§ **Yazılı görev 1**
Ashab-ı Kiram başlıklı metindeki hadise göre cennet ehli, etraflarındaki cennet nimetlerinden hiçbirine neden iltifat etmez? Bu durum ne zamana kadar sürer?

§ **Metin**
::::::::::

ASHAB-I KİRAM

24.12.2023
220

Ashab-ı Kiram kimdir ? Ashab-ı Kiram kaç kişidir? Ashab-ı Kiram ile ilgili Resulullah’ın söylediği hadisler şunlardır;

  • Cabir İbnu Abdullah (r.a) anlatıyor: “Resulullah (sav) buyurdular ki: “Cennet ehli nimetler arasında yaşarken onlar için bir nur parlar. Onlar derhal başlarını kaldırırlar. Rab Teala’yı başlarının üstünde kendilerine yaklaşmış ve: “Ey cennet ehli,  sizlere selam olsun!” dediğini görürler.” Resulullah devamla dedi ki: “İşte bu hal, Kur’an’da zikri geçen: “Rahmet sahibi Rablerinden onlara selam vardır” Yasin ayetinin haber verdiği durumdur. Resulullah devamla buyurdular: ”Rab Teala onlara, onlar da Rab Teala’ya bakarlar. O’na baktıkları müddetçe  etraflarındaki cennet nimetlerinden hiçbirine iltifat etmezler.  Bu hal onların nazarında Rabb Teala hicaba bürününceye kadar devam eder. Rab Teala hicaba bürünür, fakat Allah’ın nuru ve bereketi cennet ehlinin üzerinde ve makamlarında  baki kalır.” İbnu Mace Sünen (184) – Hds 6036)

::::::::::

§ **Yazılı görev 2**
Kayıtlardan, "Batch job #204 — target class is clay" ifadesini içeren satırla başlayıp "[154,198,220,270]" ifadesini içeren satırla biten satırları, bu iki satır da dahil olmak üzere aynen çıktı olarak ver.

Bir veri kümesinden kayıtlar
::::::::::

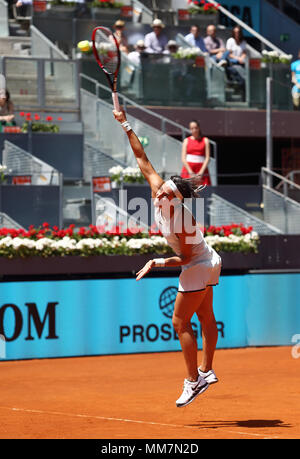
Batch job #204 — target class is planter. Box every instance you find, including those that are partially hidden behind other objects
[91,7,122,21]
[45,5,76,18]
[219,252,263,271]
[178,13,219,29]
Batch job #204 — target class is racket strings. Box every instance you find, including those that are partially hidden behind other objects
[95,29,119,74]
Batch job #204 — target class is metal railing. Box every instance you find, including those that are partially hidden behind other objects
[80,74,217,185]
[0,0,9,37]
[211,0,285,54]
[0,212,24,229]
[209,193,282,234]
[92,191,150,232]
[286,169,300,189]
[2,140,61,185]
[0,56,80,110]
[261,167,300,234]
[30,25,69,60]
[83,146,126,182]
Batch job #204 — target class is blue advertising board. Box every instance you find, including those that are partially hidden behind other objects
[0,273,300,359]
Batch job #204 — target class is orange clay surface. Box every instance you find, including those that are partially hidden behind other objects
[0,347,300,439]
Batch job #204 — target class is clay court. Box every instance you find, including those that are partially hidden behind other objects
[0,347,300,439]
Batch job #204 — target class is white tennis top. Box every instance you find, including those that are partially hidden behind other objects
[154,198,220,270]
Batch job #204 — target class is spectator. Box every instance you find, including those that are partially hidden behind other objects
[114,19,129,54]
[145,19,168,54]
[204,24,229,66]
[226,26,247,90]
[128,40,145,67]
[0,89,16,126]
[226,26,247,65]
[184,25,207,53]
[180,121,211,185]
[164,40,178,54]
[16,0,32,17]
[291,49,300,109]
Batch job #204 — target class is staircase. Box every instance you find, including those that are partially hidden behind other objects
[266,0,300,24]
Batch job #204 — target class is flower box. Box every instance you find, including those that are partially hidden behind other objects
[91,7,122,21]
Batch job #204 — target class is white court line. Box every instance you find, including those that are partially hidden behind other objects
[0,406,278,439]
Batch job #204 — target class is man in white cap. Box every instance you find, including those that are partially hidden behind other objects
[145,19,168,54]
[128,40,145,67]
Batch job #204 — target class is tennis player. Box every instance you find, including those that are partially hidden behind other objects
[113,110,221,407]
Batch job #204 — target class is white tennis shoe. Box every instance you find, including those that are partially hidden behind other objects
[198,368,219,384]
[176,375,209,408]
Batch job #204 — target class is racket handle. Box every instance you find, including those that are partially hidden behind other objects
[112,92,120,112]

::::::::::

§ **Alıştırma çözümü 1**
Cennet ehli Rab Teala'ya baktıkları müddetçe etraflarındaki nimetlerin hiçbirine iltifat etmez. Bu hal, Rab Teala hicaba bürününceye kadar devam eder. Hicaptan sonra da Allah'ın nuru ve bereketi cennet ehlinin üzerinde ve makamlarında baki kalır.

§ **Alıştırma çözümü 2**
Batch job #204 — target class is clay court. Box every instance you find, including those that are partially hidden behind other objects
[0,347,300,439]
Batch job #204 — target class is white tennis top. Box every instance you find, including those that are partially hidden behind other objects
[154,198,220,270]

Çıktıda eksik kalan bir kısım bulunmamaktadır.